▶ Work order A: In the terms of sale, at what point does the risk pass to the purchaser?

▶ Reading passage:
TERMS OF SALE AND PAYMENT

VETEC VENTILTECHNIK GMBH

SMART IN FLOW CONTROL

  1. Deviating Conditions
    We sell and deliver on the basis of the following conditions only. As far as no regulation has been included, the regulations given by law shall apply. The application of deviating orderer conditions of purchase, ordering and commissioning is excluded.
  2. Transition of Risk
    We shall fulfil our obligation at the place of our works in Speyer. The risk shall pass to the purchaser upon dispatch of the goods in Speyer. All transport and packaging costs shall be borne by the customer (delivery ex works). Additional costs for express delivery or special packaging will be invoiced.
  3. Packaging
    Transport packaging can be returned to us by the orderer at his own cost. We reserve to charge arising disposal fees for soiled transport packaging. We refuse to pay compensation for the disposal by the orderer.
  4. Default
    The delivery times start after complete technical clarification. In the case of technical amendments requested by the orderer after the order confirmation, the delivery times are extended accordingly. In the case of default, the orderer can grant us an appropriate grace period with the express statement that acceptance of the delivery will be refused after the expiry of that period, and he can withdraw from the contract, if the new deadline is not met. If the orderer experiences damage due to our default, then our liability is limited to 0,5 % of the delivery value per week of default, however, not more than a maximum of 5 % of the order value. The limitation of liability does not apply in the case of gross negligence or intent from our side. If the non-compliance with the delivery time is due to Force Majeure, industrial disputes or other events that are outside of our influence, then the delivery time shall be extended accordingly. We will notify the orderer of the beginning and ending of such circumstances as soon as possible.

▶ Record set:
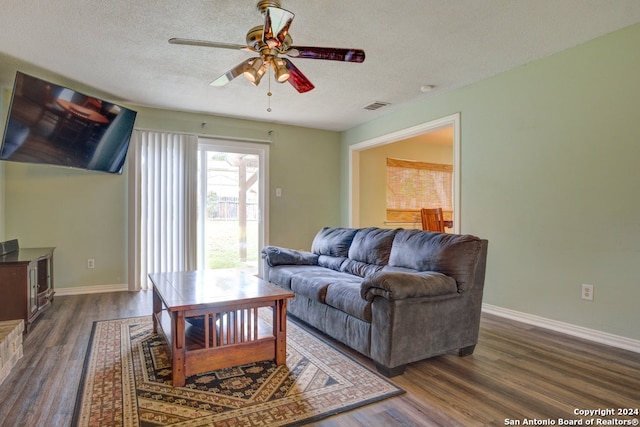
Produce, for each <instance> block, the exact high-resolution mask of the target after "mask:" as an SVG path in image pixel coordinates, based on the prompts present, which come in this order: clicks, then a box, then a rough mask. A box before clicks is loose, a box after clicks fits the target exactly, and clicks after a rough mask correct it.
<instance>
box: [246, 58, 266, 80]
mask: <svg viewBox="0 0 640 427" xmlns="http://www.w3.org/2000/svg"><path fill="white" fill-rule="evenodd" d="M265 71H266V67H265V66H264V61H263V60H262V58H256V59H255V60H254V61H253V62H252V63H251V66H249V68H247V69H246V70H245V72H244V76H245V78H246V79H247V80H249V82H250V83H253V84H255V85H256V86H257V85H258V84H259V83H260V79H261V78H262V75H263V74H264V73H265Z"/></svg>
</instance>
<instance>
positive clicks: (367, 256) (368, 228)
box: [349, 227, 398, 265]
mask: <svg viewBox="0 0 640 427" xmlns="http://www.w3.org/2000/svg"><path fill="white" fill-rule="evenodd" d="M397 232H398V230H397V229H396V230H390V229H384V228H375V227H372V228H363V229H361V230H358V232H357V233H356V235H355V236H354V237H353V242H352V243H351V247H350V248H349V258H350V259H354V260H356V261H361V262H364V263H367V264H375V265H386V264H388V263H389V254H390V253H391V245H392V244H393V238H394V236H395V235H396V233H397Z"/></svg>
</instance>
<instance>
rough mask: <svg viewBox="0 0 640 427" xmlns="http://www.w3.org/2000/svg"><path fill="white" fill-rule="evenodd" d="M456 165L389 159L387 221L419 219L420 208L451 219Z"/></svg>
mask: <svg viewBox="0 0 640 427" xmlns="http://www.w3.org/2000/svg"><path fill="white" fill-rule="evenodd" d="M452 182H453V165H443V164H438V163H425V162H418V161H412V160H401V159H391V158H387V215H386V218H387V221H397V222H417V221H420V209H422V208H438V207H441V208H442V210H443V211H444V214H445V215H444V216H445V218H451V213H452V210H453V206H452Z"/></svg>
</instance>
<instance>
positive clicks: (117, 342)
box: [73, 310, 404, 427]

▶ Work order B: Please copy every row that contains the string "evenodd". Case counts.

▶ Written answer A: Upon dispatch of the goods in Speyer.

▶ Written answer B:
mask: <svg viewBox="0 0 640 427" xmlns="http://www.w3.org/2000/svg"><path fill="white" fill-rule="evenodd" d="M265 71H266V67H265V66H264V61H263V60H262V58H256V59H255V60H254V61H253V62H252V63H251V66H249V68H247V69H246V70H245V72H244V76H245V78H246V79H247V80H249V82H250V83H253V84H255V85H256V86H257V85H258V84H259V83H260V79H261V78H262V75H263V74H264V73H265Z"/></svg>
mask: <svg viewBox="0 0 640 427" xmlns="http://www.w3.org/2000/svg"><path fill="white" fill-rule="evenodd" d="M397 232H398V230H397V229H396V230H390V229H384V228H375V227H372V228H363V229H361V230H358V232H357V233H356V235H355V236H354V237H353V242H352V243H351V247H350V248H349V258H350V259H354V260H356V261H361V262H364V263H367V264H375V265H386V264H388V263H389V254H390V253H391V245H392V244H393V238H394V236H395V235H396V233H397Z"/></svg>
rough mask: <svg viewBox="0 0 640 427" xmlns="http://www.w3.org/2000/svg"><path fill="white" fill-rule="evenodd" d="M456 165L389 159L387 221L419 219L420 208L451 219Z"/></svg>
mask: <svg viewBox="0 0 640 427" xmlns="http://www.w3.org/2000/svg"><path fill="white" fill-rule="evenodd" d="M452 182H453V165H443V164H438V163H425V162H418V161H412V160H401V159H391V158H387V215H386V218H387V221H397V222H417V221H420V209H422V208H438V207H441V208H442V210H443V211H444V214H445V215H444V216H445V218H451V213H452V210H453V206H452Z"/></svg>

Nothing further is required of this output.